### EXERCISE DETAILS
Update the material by replacing every "rough mask" with "coarse mask" and leaving everything else unchanged.

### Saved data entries
········
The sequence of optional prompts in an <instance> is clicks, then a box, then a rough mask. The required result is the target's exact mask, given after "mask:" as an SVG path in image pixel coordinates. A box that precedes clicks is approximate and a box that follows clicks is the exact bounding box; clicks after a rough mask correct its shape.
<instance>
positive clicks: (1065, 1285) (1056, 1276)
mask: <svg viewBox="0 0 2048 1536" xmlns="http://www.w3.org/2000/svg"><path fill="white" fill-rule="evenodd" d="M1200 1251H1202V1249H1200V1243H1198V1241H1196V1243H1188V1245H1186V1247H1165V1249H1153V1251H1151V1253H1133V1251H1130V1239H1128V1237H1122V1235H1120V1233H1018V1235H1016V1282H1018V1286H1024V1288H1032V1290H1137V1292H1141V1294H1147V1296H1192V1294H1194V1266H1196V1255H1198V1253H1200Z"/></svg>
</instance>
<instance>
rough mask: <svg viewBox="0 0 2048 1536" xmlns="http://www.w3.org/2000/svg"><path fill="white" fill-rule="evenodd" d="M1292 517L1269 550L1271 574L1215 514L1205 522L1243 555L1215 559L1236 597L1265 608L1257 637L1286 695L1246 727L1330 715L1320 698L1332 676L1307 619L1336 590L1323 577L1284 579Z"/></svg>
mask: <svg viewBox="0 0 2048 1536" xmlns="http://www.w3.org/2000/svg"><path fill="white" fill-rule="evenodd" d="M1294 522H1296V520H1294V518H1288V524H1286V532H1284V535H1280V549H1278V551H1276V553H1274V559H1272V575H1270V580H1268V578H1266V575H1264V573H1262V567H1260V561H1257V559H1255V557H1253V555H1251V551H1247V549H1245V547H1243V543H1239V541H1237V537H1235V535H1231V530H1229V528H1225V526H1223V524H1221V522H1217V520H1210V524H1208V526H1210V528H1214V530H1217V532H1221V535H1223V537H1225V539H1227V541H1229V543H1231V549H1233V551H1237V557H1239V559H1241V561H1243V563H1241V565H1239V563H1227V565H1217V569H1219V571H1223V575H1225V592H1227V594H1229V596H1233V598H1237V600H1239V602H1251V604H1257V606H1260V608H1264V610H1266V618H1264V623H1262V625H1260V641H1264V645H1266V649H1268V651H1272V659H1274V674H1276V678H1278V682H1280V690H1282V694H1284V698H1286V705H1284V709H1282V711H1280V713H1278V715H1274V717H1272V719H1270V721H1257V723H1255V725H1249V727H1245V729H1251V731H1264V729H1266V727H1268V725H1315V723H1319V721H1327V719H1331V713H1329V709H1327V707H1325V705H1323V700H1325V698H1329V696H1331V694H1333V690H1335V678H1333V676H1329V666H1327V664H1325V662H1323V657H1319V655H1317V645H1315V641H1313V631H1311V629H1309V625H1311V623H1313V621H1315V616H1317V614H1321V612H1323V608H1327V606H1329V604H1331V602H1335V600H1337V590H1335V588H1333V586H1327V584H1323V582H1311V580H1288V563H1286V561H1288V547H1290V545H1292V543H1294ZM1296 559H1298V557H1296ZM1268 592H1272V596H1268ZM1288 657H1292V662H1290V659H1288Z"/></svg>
········
### WRITTEN REPLY
The sequence of optional prompts in an <instance> is clicks, then a box, then a coarse mask. The required result is the target's exact mask, given after "mask:" as an SVG path in image pixel coordinates. A box that precedes clicks is approximate and a box that follows clicks is the exact bounding box; clicks after a coarse mask correct its shape.
<instance>
positive clicks: (1065, 1285) (1056, 1276)
mask: <svg viewBox="0 0 2048 1536" xmlns="http://www.w3.org/2000/svg"><path fill="white" fill-rule="evenodd" d="M1200 1251H1202V1249H1200V1243H1198V1241H1196V1243H1188V1245H1186V1247H1165V1249H1153V1251H1151V1253H1133V1251H1130V1239H1128V1237H1122V1235H1120V1233H1018V1235H1016V1282H1018V1286H1024V1288H1032V1290H1137V1292H1141V1294H1147V1296H1192V1294H1194V1266H1196V1255H1198V1253H1200Z"/></svg>
</instance>
<instance>
coarse mask: <svg viewBox="0 0 2048 1536" xmlns="http://www.w3.org/2000/svg"><path fill="white" fill-rule="evenodd" d="M1292 517L1269 550L1271 574L1215 514L1205 522L1243 555L1215 559L1236 597L1265 608L1257 637L1286 695L1246 727L1330 715L1320 698L1332 676L1307 619L1336 590L1323 577L1284 579Z"/></svg>
mask: <svg viewBox="0 0 2048 1536" xmlns="http://www.w3.org/2000/svg"><path fill="white" fill-rule="evenodd" d="M1294 522H1296V520H1294V518H1288V524H1286V532H1284V535H1280V549H1278V551H1276V553H1274V559H1272V575H1270V580H1268V578H1266V575H1264V573H1262V567H1260V561H1257V559H1255V557H1253V555H1251V551H1247V549H1245V547H1243V543H1239V541H1237V537H1235V535H1231V530H1229V528H1225V526H1223V524H1221V522H1217V520H1210V524H1208V526H1210V528H1214V530H1217V532H1221V535H1223V537H1225V539H1227V541H1229V543H1231V549H1233V551H1237V557H1239V559H1241V561H1243V563H1241V565H1239V563H1227V565H1217V569H1219V571H1223V575H1225V592H1227V594H1229V596H1233V598H1237V600H1239V602H1251V604H1257V606H1260V608H1264V610H1266V618H1264V623H1262V625H1260V641H1264V645H1266V649H1268V651H1272V659H1274V674H1276V678H1278V682H1280V690H1282V694H1284V698H1286V705H1284V709H1282V711H1280V713H1278V715H1274V717H1272V719H1270V721H1257V723H1255V725H1249V727H1245V729H1251V731H1264V729H1266V727H1268V725H1315V723H1319V721H1327V719H1331V713H1329V709H1327V707H1325V705H1323V700H1325V698H1329V696H1331V694H1333V690H1335V678H1333V676H1329V666H1327V664H1325V662H1323V657H1319V655H1317V645H1315V641H1313V631H1311V629H1309V625H1311V623H1313V621H1315V616H1317V614H1321V612H1323V608H1327V606H1329V604H1331V602H1335V600H1337V590H1335V588H1333V586H1327V584H1323V582H1311V580H1288V563H1286V561H1288V547H1290V545H1292V543H1294ZM1296 559H1298V557H1296ZM1268 592H1272V596H1268ZM1288 657H1292V662H1290V659H1288Z"/></svg>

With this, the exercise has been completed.